__Problem to solve__
Reproduce each of the records below word for word, keeping every line in its original order.
** start of Stored data **
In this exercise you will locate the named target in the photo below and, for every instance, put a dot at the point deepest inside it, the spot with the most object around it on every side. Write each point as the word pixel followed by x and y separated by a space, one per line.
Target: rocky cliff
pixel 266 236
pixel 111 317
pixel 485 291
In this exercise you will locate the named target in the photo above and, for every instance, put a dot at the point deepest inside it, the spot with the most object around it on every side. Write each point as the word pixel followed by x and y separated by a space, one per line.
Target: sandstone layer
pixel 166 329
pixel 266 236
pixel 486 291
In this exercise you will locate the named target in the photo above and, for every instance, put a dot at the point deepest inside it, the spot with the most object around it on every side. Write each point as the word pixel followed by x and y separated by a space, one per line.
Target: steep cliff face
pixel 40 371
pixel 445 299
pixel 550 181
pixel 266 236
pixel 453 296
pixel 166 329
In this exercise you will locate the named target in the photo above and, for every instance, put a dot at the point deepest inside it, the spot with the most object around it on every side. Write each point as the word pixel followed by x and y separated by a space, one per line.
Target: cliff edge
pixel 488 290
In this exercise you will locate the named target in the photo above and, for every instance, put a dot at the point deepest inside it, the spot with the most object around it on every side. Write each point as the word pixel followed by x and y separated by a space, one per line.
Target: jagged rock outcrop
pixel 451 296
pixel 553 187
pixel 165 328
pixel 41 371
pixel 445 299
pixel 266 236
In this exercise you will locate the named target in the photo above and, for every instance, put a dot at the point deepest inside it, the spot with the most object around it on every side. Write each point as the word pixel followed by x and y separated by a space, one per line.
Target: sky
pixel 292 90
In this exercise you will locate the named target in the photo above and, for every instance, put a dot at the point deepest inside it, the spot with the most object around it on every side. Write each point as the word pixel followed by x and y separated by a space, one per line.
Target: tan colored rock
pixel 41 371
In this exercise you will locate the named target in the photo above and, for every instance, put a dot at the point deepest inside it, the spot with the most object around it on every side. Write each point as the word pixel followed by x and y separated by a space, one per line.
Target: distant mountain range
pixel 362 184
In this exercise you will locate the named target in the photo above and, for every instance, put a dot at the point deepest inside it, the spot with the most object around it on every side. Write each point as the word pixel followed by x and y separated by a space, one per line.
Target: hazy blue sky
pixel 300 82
** end of Stored data **
__The answer__
In this exercise you will locate the named target in the photo below and, for every instance, put a dot at the point deepest inside it, the spot with the most object around it on every side. Write each point as the word pixel followed by x and y separated by a space, one per line.
Target: rocky cliff
pixel 266 236
pixel 111 317
pixel 485 291
In this exercise you will locate the named target in the photo above and, for every instance, put a dot at the point deepest inside it, the spot with the most object around it on every side. Write each point as the word pixel followed by x and y separated by a space, one per line.
Target: sandstone layer
pixel 166 329
pixel 266 236
pixel 486 291
In this exercise you will locate the named target in the photo above and, for every instance, put a dot at the point deepest inside it, the spot with the most object around it on every side. Write each point as the word pixel followed by x and y separated by a space, one per line.
Target: steep cliff face
pixel 40 371
pixel 445 299
pixel 550 181
pixel 266 236
pixel 453 296
pixel 166 329
In this exercise you will locate the named target in the photo above and, for every instance, put a dot at the point deepest inside it, the spot with the most object around it on every side. Write each point as the word pixel followed by x and y separated by a space, one per line.
Target: cliff edge
pixel 488 290
In this exercise you will locate the named target in the photo above and, for every instance, put a dot at the point deepest inside it, the spot with the most object around it on every side. Write each point as the word pixel followed by x and y separated by a space, one per line.
Target: jagged rock outcrop
pixel 451 296
pixel 553 187
pixel 165 328
pixel 41 371
pixel 445 299
pixel 266 236
In this exercise you will locate the named target in the photo above and, for every instance, put a dot at the point deepest inside it, the spot with the most object around it on every side. Write each point as the word pixel followed by x and y separated by a space, one per line.
Target: sky
pixel 292 90
In this exercise you will locate the named target in the photo above and, for every instance, put a dot at the point deepest inside it, the spot with the most object around it on every side. Write each point as the word pixel followed by x and y separated by a space, one per line.
Target: tan colored rock
pixel 41 371
In this exercise you will locate the named target in the photo above and, for every instance, put a dot at the point deepest inside it, the spot with the most object around it on every side. Write each point as the word pixel followed by x and y separated by a space, one per line.
Target: distant mountain range
pixel 362 184
In this exercise you will locate the named target in the photo above and, for every instance, put a dot at the point deepest inside it, the spot with the most object around it on every side. Write each point as the word pixel followed by x and y separated by a space, one per line.
Target: hazy blue sky
pixel 300 82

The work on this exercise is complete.